▶ **Task statement**: Name every charge first brought against the appellant in the court ruling below.

▶ **Source**:
-- start --
R v McMutrie No. Sccrm-02-108, Sccrm-02-240
[2002] SASC 253
•8 August 2002
R v McMUTRIE
[2002] SASC 253
Court of Criminal Appeal Perry, Williams & Gray JJ
PERRY J I agree that the appeals against conviction and sentence should be dismissed for the reasons given by Gray J.
WILLIAMS J For the reasons given by Gray J I agree that the appeals against conviction and sentence should be dismissed.
GRAY J This is an appeal against conviction and sentence.
The appellant Anthony John Stanley McMutrie was charged with attempted murder[1], wounding with intent to do grievous bodily harm[2], possession of an object (a knife) with intent to kill or to cause grievous bodily harm[3] and contravening a restraining order[4]. On 3 September 2001 he pleaded guilty to acting in contravention of the restraining order. The other three charges proceeded to trial. A jury acquitted the appellant of attempted murder and of wounding with intent to do grievous bodily harm. He was found guilty of the alternative charges of unlawful wounding[5] and possessing an object with intent to kill, endanger life or to cause grievous bodily harm.
[1] “Statement of Offence
Attempted Murder. (Sections 11 and 270A of the Criminal Law Consolidation Act, 1935).
Particulars of Offence
Anthony John Stanley McMutrie on the 18th day of March 2001 at Berri, attempted to murder Sharon Christine Pogorelec.
[2] Statement of Offence
Wounding with Intent to do Grievous Bodily Harm. (Section 21 of the Criminal Law Consolidation Act, 1935).
Particulars of Offence
Anthony John Stanley McMutrie on the 18th day of March 2001 at Berri, unlawfully and maliciously wounded Sharon Christine Pogorelec, with intent to do her grievous bodily harm.
[3] Statement of Offence
Possession of an Object with Intent to Kill or to Cause Grievous Bodily Harm. (Section 31 of the Criminal Law Consolidation Act, 1935).
Particulars of Offence
Anthony John Stanley McMutrie on the 18th day of March 2001 at Berri, without lawful excuse, had the custody or control of an object, namely a knife, intending to use that knife to kill, endanger the life of or to cause grievous bodily harm to Sharon Christine Pogorelec.
[4] Statement of Offence
Contravene a Restraining Order (Section 99I of the Summary Procedure Act, 1921).
Particulars of Offence
Anthony John Stanley McMutrie on the 18th day of March 2001 at Berri, contravened a restraining order made in Magistrates Court of South Australia sitting at Berri.
[5] Section 24 of the Criminal Law Consolidation Act 1935 (SA)
The maximum penalty for unlawful wounding is five years imprisonment, for possessing a knife with intent seven years imprisonment and for breach of a restraining order two years imprisonment.
-- end --
Object position labeling listing
-- start --
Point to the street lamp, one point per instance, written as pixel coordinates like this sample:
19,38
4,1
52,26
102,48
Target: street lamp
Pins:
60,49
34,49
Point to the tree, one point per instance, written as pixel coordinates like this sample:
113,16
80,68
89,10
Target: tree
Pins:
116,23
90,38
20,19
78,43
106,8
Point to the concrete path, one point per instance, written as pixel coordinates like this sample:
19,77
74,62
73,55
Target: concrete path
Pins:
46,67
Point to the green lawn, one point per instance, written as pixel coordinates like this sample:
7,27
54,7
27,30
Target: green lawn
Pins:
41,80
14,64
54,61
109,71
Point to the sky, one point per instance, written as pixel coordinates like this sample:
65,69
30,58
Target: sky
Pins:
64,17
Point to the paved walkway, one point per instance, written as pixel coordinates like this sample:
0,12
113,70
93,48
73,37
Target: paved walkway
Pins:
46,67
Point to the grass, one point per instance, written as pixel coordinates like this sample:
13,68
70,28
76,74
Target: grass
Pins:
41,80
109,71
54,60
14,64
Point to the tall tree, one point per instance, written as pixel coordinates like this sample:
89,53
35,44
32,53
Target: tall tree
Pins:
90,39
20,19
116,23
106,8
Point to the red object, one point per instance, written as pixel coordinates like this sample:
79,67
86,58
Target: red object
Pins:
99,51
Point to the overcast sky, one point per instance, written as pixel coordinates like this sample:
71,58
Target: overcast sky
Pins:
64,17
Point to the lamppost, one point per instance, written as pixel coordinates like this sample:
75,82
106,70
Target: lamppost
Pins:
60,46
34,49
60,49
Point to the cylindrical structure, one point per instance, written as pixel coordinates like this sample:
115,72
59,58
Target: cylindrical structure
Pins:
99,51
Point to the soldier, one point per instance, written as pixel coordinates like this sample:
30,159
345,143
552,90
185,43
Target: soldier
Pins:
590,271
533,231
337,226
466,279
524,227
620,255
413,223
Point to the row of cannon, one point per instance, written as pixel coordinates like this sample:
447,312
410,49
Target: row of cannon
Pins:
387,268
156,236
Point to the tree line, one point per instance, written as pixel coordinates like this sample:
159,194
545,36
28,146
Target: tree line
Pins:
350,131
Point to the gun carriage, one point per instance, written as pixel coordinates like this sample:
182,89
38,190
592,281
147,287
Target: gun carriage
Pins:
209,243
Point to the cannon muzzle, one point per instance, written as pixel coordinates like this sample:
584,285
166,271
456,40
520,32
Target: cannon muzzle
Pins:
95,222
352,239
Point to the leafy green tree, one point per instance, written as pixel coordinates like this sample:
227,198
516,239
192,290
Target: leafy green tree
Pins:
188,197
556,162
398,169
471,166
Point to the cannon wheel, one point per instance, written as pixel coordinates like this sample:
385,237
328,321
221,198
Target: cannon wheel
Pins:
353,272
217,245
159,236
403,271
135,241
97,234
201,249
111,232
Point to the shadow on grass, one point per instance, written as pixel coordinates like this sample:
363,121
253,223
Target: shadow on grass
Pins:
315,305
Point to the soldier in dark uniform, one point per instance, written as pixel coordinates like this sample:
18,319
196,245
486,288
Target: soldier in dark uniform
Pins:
-- end --
▶ **Solution to this problem**:
- Attempted murder
- Wounding with intent to do grievous bodily harm
- Possession of an object (a knife) with intent to kill or to cause grievous bodily harm
- Contravening a restraining order